GOAL OF THE EXERCISE:
Rewrite the rows below from the line that contains "Mark one point per instance of the tree line" through the line that contains "x=569, y=246", both included, keeping each request and its format sample unchanged. Scale every coordinate in the answers by 2.05 and round each result to a whole number, with halves rounded up.
[START OF PROVIDED MATERIAL]
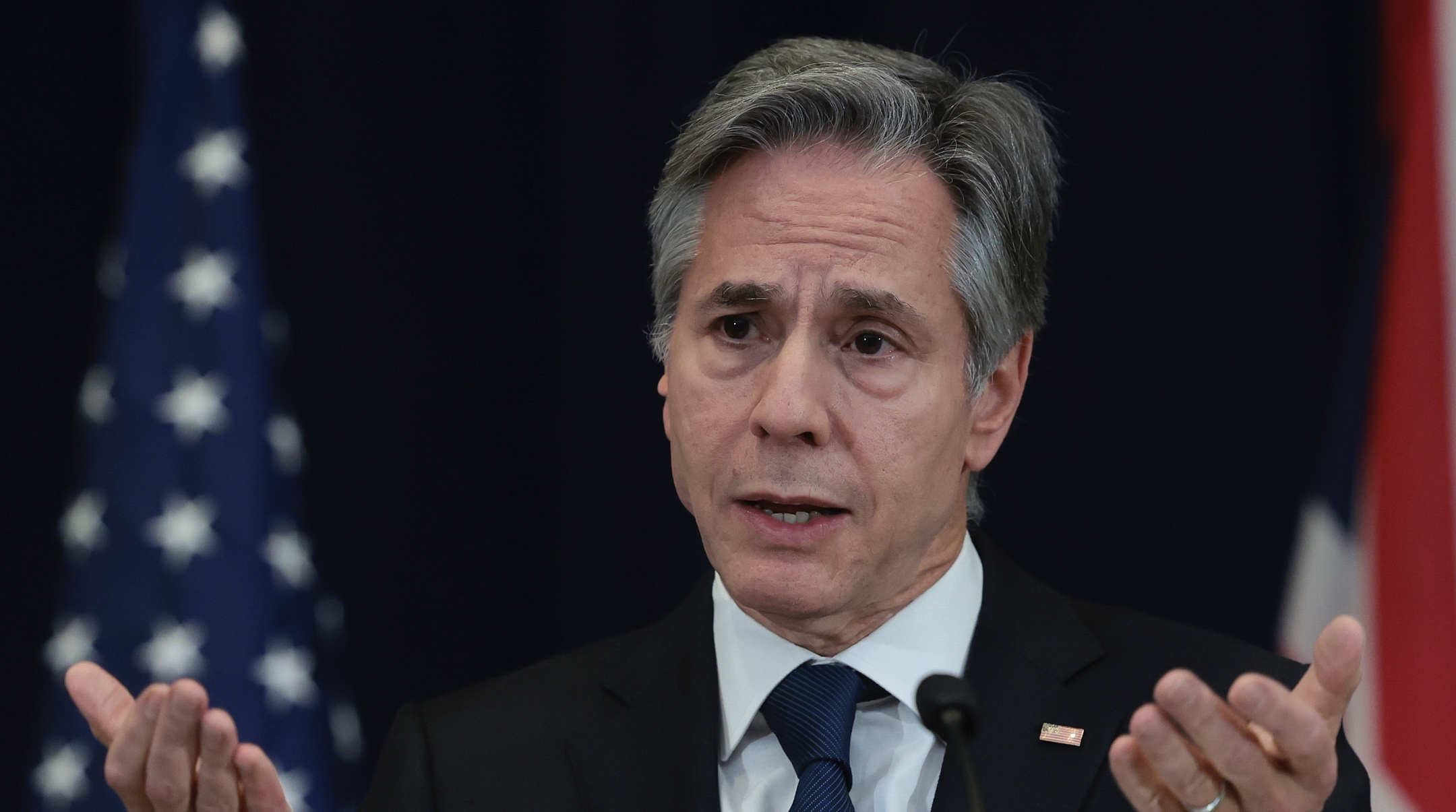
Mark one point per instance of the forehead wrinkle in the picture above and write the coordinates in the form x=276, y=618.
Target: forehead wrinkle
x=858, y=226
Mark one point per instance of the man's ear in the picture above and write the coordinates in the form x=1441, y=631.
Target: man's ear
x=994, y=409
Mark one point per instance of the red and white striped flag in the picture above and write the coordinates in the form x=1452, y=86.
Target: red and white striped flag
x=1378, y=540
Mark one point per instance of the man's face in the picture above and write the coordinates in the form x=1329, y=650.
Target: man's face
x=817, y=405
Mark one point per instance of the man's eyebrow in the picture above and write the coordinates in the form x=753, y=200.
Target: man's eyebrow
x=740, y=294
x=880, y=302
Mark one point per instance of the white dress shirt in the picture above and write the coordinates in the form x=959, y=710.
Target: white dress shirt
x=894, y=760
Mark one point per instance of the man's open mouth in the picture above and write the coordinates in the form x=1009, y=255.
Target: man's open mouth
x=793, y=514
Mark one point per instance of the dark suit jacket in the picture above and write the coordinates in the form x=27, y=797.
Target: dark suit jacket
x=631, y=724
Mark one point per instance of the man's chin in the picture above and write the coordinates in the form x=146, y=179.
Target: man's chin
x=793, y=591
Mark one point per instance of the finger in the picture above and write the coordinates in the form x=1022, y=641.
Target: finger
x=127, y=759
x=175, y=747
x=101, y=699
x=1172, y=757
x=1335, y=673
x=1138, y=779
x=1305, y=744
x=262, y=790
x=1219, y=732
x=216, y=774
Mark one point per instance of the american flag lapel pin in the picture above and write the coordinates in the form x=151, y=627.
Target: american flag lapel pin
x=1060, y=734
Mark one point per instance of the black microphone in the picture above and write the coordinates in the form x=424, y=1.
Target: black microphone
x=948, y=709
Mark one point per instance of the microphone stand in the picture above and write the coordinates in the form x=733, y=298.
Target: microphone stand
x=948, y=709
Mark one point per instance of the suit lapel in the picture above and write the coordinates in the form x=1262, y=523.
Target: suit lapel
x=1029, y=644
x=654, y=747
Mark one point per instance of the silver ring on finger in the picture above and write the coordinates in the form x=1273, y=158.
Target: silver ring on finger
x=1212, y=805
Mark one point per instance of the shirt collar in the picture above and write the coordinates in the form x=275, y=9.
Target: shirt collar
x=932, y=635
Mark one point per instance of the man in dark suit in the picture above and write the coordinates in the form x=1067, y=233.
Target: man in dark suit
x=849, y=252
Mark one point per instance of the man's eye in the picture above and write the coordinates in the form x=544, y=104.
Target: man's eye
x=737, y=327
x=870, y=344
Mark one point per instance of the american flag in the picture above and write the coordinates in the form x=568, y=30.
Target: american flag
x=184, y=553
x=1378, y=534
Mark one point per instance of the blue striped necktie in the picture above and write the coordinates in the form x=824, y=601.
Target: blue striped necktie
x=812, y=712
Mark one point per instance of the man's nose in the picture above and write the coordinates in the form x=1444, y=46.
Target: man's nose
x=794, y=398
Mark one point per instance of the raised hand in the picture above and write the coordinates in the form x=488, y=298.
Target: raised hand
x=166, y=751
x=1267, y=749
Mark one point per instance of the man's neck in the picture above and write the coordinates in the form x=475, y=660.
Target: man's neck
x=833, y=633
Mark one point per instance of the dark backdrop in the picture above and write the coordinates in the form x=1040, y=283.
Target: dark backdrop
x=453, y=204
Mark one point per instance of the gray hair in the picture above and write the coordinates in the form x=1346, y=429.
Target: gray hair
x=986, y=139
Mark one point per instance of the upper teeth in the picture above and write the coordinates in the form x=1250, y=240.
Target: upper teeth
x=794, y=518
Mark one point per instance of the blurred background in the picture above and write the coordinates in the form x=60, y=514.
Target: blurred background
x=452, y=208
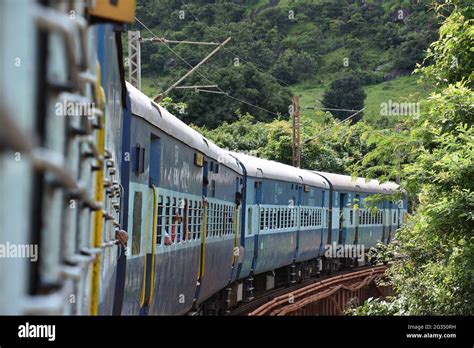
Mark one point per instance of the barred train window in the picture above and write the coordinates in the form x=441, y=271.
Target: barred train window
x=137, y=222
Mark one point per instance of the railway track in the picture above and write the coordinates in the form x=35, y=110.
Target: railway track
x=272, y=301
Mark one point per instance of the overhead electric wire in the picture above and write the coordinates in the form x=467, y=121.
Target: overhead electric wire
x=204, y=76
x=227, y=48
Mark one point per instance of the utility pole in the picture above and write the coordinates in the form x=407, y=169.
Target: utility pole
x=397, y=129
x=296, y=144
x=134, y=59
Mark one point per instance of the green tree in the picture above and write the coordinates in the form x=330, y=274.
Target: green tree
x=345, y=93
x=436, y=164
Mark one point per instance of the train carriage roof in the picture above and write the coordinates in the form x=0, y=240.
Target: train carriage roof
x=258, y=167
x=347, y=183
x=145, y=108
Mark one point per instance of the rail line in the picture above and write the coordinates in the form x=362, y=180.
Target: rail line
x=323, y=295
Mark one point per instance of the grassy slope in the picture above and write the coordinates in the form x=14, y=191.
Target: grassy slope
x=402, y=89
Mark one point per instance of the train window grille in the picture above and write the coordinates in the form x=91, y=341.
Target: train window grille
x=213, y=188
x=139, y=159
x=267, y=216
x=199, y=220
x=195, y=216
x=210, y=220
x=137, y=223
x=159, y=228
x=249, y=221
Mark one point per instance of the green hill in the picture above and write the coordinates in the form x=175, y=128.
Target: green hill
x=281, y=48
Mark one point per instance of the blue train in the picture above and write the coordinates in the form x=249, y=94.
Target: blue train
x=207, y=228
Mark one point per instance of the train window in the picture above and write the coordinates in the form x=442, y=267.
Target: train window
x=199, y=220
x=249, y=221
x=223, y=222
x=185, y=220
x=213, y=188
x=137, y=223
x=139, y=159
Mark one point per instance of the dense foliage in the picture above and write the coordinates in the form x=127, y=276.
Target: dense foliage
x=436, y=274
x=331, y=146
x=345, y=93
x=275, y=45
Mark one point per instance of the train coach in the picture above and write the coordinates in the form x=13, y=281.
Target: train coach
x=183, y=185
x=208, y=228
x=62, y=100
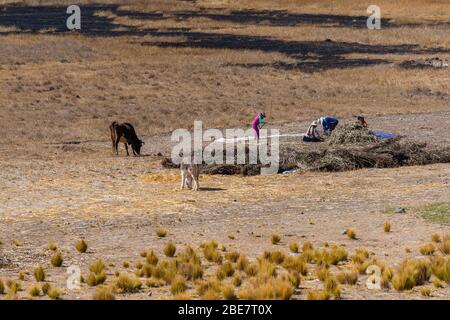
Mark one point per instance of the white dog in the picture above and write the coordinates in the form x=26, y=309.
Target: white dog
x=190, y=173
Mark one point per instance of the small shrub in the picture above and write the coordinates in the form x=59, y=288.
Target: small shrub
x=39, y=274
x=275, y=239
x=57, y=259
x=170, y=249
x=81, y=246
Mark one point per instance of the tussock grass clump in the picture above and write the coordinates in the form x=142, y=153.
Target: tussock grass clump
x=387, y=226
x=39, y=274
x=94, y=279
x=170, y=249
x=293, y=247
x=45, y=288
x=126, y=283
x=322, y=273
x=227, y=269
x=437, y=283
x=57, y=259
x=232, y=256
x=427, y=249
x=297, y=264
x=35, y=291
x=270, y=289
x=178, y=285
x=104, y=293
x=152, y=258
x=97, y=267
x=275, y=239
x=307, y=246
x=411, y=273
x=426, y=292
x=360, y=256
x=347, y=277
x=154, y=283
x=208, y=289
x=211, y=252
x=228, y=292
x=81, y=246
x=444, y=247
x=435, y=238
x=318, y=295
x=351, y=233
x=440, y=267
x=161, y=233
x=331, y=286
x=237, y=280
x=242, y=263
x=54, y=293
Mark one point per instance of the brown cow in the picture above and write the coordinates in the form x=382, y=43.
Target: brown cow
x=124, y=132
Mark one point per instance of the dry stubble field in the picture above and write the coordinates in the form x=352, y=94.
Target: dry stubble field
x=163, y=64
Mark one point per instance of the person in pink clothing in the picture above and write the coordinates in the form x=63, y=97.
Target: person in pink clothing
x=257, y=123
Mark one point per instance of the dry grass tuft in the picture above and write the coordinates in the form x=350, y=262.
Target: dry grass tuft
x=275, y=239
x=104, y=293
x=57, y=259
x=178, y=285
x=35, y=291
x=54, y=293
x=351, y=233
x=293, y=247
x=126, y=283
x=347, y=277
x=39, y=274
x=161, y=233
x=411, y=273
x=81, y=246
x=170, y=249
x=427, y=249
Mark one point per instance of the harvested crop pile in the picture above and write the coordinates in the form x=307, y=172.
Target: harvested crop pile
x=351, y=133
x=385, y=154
[END OF PROVIDED MATERIAL]
[START OF PROVIDED MATERIAL]
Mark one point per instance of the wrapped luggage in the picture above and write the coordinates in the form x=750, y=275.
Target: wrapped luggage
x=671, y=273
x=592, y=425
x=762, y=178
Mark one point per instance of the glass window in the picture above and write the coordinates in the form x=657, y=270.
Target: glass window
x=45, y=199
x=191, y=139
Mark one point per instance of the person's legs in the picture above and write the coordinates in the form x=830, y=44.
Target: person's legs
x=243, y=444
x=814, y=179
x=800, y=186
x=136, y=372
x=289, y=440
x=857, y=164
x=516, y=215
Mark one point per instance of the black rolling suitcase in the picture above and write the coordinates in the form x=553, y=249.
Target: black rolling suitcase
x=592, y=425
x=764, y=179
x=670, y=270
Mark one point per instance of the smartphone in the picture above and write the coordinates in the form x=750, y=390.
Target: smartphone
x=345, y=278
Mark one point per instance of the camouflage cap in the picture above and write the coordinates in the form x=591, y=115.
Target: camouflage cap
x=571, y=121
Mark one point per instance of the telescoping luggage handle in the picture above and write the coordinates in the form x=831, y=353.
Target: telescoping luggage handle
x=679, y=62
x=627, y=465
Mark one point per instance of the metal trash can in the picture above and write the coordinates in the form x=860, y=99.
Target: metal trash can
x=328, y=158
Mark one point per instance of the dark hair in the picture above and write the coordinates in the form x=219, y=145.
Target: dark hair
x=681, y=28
[END OF PROVIDED MATERIAL]
[START OF PROVIDED MATERIAL]
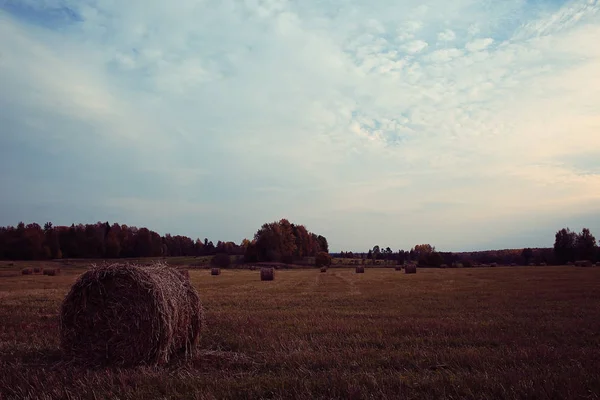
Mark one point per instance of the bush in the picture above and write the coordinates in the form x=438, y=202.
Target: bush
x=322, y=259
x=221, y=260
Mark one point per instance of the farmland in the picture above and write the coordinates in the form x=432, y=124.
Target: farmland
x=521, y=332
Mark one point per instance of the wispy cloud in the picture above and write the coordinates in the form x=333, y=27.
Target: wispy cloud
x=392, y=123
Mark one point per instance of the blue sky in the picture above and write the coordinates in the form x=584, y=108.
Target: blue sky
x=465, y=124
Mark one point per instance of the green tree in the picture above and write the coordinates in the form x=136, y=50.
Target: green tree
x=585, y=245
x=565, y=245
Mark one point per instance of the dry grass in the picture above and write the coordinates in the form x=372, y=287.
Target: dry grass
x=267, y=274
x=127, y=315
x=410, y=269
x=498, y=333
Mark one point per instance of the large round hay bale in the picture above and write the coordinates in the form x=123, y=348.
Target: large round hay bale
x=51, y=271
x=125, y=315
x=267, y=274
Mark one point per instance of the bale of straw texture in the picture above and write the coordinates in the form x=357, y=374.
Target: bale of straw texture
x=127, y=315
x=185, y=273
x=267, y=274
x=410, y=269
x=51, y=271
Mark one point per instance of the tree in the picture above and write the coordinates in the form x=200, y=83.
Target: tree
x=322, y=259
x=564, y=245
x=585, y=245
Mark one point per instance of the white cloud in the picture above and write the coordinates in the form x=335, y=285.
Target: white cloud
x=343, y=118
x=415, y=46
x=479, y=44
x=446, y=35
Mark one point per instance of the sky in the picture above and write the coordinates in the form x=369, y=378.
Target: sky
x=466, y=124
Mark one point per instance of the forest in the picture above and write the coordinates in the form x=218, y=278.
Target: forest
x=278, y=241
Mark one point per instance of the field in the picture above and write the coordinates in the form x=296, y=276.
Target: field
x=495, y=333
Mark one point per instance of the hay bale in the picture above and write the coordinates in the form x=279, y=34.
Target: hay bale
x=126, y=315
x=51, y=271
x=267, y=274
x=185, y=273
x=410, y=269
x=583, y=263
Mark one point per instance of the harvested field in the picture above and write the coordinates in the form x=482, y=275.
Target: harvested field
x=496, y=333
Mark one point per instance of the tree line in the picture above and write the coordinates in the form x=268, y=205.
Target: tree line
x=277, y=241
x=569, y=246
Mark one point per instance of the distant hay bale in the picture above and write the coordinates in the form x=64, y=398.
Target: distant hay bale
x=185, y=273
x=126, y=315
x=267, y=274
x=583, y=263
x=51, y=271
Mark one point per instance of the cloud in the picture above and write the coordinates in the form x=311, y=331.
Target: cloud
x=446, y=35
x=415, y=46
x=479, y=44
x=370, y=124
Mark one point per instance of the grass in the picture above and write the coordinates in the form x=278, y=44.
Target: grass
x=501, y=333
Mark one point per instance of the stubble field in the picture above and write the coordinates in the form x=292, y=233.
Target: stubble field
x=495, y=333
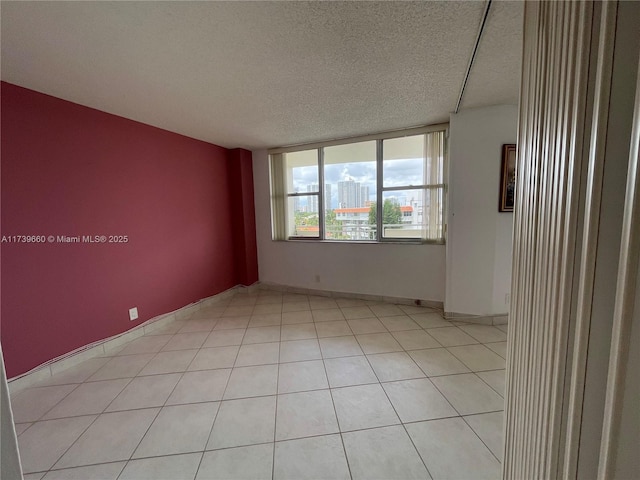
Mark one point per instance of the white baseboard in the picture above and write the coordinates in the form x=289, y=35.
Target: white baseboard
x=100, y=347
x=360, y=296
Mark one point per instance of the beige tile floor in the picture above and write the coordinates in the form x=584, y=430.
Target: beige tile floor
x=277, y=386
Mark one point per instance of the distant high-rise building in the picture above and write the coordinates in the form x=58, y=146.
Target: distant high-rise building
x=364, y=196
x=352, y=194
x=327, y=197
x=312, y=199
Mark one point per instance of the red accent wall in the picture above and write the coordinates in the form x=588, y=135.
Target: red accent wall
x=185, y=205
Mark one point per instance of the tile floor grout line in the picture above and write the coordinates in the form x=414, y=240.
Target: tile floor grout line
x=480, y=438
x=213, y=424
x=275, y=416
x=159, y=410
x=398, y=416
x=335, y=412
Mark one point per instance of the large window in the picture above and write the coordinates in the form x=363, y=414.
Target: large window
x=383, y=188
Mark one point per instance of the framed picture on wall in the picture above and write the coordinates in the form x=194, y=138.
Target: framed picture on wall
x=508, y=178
[END OF PROVIDED MATERIAL]
RESPONSE TO THE TASK:
Mark one point per instance of the tree line in the picture above and write the coordinates in the form x=268, y=205.
Target: tree line
x=568, y=494
x=1166, y=504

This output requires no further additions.